======== EXCERPT TO READ ========
My favorite place to study is…

… on the third floor of the main library. There’s a quiet, relatively hidden room with large wooden tables, egg chairs, couches, shag rugs and warm lighting. The room has large glass windows that overlook North Campus—a perfect view for studying.

My favorite professor is…

I once had an interview panel ask me who my favorite professor was. It was a trick question because two of my former professors were sitting across the table, secretly taking bets on which one I liked more. That being said, I can’t pick one favorite professor; there are so many who have introduced me to new material, challenged my thinking and supported me throughout my college career. In Terry, Meghan Skira in the economics department has been extremely supportive and always seems to have time for me to drop by her office, whether it be for a five-minute drop-in or an hourlong mock interview. In SPIA, MaryAnn Gallagher has been instrumental in fostering my passion for women’s rights within the international sphere. David Williams and Jessica Hunt have always made themselves available to me for professional, academic and personal advice. Santanu Chatterjee, Matt Clary, Kenneth Honerkamp, Chris Linder, Alicia Arribas … the list continues. I am eternally grateful to all of my professors who have invested time and energy into not only my academic success but also my personal fulfillment.

If I could share an afternoon with anyone, I would love to share it with…

I would love to get tea with Sakena Yacoobi, founder of the Afghan Institute of Learning and a personal hero. Born and raised in Afghanistan, Sakena came to the United States for college before returning to Afghanistan to found AIL, a nonprofit that serves over 350,000 women and children each year. She tirelessly works in Afghanistan to bring health and education services to Afghan girls and women. Sakena is one of my biggest sources of inspiration; I want to hear how she continues to persevere in her work even in the face of despair.

If I knew I could not fail, I would…

… eliminate all forms of discrimination against women and girls worldwide. One’s sex should not dictate his or her potential opportunities in life. When women have equal opportunities for education, economic mobility, political representation, etc., the benefits are extraordinary. GDP rises, health improves, life expectancy increases, the quality of life on average improves, and a country is likely to have greater political stability and more long-lasting peace. It is not only politically and economically advantageous for women to be afforded the same opportunities as men but also a fundamental human right.
========
__PROBLEM 1__
Answer these from the student profile:
(a) On which floor of the main library is the favorite study spot?
(b) Which department is Meghan Skira in?
(c) How many women and children does the Afghan Institute of Learning serve each year?
__PROBLEM 2__
According to the student profile, why was the interview panel's question about a favorite professor a trick question? Answer in one to three sentences.
__PROBLEM 3__
Write what comes next in the student profile, picking up after its final sentence.
The rows that come next are separate material and have nothing to do with the student profile.
======== SUPPLIED INFORMATION ========
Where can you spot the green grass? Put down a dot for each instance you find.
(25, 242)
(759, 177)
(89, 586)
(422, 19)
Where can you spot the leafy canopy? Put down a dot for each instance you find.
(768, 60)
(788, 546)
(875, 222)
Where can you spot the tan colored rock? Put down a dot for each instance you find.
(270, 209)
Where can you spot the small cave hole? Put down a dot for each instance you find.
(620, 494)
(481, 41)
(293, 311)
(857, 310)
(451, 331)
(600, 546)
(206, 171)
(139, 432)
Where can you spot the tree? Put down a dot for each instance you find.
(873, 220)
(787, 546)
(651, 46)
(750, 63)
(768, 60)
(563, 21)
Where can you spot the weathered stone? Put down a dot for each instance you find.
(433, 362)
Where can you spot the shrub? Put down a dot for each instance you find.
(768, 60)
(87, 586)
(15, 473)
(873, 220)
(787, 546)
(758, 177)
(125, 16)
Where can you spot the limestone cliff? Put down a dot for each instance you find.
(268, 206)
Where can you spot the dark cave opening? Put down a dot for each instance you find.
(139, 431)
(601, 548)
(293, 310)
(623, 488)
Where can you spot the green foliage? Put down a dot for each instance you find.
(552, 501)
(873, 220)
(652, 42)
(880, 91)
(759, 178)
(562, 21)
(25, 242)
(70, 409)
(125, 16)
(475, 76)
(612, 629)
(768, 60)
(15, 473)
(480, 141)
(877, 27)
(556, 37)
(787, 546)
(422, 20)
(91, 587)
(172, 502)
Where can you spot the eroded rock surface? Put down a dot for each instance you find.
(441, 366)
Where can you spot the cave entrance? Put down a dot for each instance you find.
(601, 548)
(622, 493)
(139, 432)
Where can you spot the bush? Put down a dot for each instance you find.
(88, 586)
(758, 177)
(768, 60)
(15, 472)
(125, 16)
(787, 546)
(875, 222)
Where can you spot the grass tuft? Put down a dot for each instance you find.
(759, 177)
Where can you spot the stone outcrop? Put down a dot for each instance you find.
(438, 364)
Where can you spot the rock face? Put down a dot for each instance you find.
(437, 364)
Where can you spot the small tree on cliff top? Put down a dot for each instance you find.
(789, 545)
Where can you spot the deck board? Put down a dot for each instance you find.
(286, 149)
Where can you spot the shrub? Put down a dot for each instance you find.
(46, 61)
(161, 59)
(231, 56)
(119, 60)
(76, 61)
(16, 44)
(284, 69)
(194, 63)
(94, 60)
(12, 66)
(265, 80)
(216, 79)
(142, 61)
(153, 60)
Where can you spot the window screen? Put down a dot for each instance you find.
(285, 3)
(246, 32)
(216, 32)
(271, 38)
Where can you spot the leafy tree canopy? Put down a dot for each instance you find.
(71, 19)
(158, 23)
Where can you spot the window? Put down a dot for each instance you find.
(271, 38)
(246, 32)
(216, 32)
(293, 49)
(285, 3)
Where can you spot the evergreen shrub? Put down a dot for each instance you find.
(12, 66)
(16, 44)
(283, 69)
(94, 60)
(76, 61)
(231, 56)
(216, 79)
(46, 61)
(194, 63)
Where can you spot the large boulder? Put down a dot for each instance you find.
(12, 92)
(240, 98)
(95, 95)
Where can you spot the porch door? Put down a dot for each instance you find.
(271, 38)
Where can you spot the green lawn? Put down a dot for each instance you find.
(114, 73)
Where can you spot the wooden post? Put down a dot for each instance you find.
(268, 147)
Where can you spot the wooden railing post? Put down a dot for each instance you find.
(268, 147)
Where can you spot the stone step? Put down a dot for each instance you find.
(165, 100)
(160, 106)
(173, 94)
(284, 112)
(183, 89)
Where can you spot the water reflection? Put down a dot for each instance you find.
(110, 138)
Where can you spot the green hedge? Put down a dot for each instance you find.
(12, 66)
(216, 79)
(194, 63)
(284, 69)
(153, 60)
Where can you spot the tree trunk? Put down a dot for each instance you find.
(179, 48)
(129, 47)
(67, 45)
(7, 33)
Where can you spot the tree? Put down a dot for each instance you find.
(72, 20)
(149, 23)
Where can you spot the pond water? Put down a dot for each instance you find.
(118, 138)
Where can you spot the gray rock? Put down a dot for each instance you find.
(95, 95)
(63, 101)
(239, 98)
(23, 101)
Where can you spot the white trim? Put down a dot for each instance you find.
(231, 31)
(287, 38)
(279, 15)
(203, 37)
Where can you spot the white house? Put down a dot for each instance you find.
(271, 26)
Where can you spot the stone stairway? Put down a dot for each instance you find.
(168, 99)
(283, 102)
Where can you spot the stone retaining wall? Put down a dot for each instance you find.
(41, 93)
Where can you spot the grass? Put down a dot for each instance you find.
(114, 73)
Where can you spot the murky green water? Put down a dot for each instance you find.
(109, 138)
========
__YOUR RESPONSE 1__
(a) The third floor.
(b) The economics department.
(c) Over 350,000.

__YOUR RESPONSE 2__
Two of the writer's former professors were on the panel, sitting across the table. They were secretly taking bets on which one the writer liked more.

__YOUR RESPONSE 3__
If money was not a consideration, I would love to…

… travel the world, learning as many languages as possible. I envision myself spending two to three years in a place, immersing myself in the culture; reading, writing and speaking a new language; and making new friends and trying new foods. I also would have to find either a job I love or a volunteer opportunity during this time; I’d be far too bored just wandering around exploring, all day, every day. Maybe this is where my dreams of running an aerial yoga/baby ballet studio come into play?

After graduation, I plan to…

In the short run, I plan to pursue a joint Master of Public Policy and Master of Arts in Middle Eastern Studies. In the long run, I plan to settle down in a big city on the East Coast that has at least one bakery that meets my gluten- and dairy-free needs and spend my career advocating for the political, economic and social rights of women and girls worldwide.

The one UGA experience I will always remember will be…

… dancing on the top of the South Campus parking deck with scarves, scooters and loud music blaring, feeling inspired by the Canopy aerial dance performance I had just seen. That night marks the beginning of a dear friendship and every time I think of it, I can’t help but laugh out loud at how ridiculously happy and carefree we were.